■ Entries provided
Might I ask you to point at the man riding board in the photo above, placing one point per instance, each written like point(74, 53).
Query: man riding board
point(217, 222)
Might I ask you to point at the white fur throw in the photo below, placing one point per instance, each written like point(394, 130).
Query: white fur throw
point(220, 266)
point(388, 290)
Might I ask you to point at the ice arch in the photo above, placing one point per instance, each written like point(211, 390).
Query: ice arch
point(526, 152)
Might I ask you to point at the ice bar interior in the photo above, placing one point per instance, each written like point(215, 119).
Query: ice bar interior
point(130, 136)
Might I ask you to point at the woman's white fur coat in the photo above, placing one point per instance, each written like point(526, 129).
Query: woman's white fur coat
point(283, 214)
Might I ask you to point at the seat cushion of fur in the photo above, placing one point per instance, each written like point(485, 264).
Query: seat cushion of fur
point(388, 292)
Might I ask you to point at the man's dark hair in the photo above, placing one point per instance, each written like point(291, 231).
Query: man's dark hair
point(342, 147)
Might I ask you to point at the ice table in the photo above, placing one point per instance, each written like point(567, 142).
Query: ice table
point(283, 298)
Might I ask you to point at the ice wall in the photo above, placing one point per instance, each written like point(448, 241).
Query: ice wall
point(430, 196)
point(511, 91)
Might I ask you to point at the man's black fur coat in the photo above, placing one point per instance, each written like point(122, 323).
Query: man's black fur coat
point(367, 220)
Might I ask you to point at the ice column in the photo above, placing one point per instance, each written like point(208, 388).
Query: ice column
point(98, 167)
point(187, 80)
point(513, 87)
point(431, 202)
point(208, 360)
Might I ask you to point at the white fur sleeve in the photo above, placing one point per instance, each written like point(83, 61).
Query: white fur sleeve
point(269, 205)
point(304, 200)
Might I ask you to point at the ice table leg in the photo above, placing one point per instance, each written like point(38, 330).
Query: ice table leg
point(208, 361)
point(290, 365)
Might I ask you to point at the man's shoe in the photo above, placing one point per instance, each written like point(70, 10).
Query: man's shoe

■ What you will do
Which lines of the material contain the string "shoe"? List each of them.

■ Solution
Might I ask you to point at the man's shoe in the photo above, placing one point per instance, each written like point(70, 10).
Query: man's shoe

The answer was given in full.